— Start of DATA SHOWN —

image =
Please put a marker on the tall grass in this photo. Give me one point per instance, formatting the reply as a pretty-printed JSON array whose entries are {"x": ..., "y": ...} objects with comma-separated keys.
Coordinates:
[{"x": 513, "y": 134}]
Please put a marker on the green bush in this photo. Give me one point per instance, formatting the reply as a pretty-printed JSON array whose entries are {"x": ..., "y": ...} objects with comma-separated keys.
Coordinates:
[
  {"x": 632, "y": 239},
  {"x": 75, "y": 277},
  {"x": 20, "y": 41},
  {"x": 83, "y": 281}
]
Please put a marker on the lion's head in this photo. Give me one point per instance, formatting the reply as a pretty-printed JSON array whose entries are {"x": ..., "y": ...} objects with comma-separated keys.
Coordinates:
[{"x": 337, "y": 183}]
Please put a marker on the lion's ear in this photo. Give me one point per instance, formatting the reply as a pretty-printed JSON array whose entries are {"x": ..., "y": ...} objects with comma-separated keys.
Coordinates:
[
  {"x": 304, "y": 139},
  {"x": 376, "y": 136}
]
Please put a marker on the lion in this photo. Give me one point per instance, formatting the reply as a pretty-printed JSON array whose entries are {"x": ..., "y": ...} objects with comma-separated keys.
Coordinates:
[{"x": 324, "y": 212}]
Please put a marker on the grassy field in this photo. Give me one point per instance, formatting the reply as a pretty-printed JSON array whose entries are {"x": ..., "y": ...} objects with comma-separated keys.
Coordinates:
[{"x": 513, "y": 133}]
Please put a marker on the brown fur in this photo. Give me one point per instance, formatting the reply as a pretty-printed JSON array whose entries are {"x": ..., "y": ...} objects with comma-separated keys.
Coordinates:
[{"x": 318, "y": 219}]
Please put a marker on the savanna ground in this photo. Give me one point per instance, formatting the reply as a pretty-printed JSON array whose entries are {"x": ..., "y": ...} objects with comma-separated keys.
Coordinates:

— End of DATA SHOWN —

## GIVEN EXERCISE
Replace "Coordinates" with "Points" wherever it occurs in the rows above, and write out all the rows again with everything else left unchanged.

## FINAL ANSWER
image =
Please put a marker on the tall grass in this photo. Give me one point per instance, formatting the reply as a pretty-printed JSON array whose entries are {"x": ..., "y": ...} objects with comma-separated keys.
Points:
[{"x": 513, "y": 134}]
Please put a marker on the green bush in this photo. Give me one point per instance, formatting the reply as a pretty-printed JSON array whose entries are {"x": ..., "y": ...} objects with comma-separated keys.
Points:
[
  {"x": 632, "y": 239},
  {"x": 75, "y": 277},
  {"x": 20, "y": 41},
  {"x": 83, "y": 281}
]
Please put a marker on the lion's head in this photo. Give me one point per instance, formatting the reply as a pretty-printed JSON array whose entries are {"x": ..., "y": ...} objects with comma-separated keys.
Points:
[{"x": 337, "y": 183}]
Please put a marker on the lion's ear in this photo. Give me one point per instance, formatting the reply as a pretty-printed JSON array whose entries are {"x": ..., "y": ...} objects with comma-separated keys.
Points:
[
  {"x": 304, "y": 139},
  {"x": 376, "y": 136}
]
Please put a marker on the lion in this photo. Give me one point per instance, formatting the reply as a pretty-printed JSON array whose entries are {"x": ..., "y": ...} objects with comma-separated keys.
Points:
[{"x": 324, "y": 212}]
Please put a marker on the grassy field in this photo. Give me one point per instance, formatting the reply as a pretty-printed JSON array whose entries are {"x": ..., "y": ...} objects with comma-separated keys.
Points:
[{"x": 513, "y": 133}]
Please put a marker on the brown fur in this photo. Give me one point per instance, formatting the reply as a pretty-printed JSON array whose entries are {"x": ..., "y": ...} objects with comma-separated keys.
Points:
[{"x": 318, "y": 219}]
Please put a marker on the savanna ground in this photo. Give me one point per instance, formatting the reply as a pretty-printed JSON array whose entries are {"x": ..., "y": ...} objects with comma-separated keys.
Points:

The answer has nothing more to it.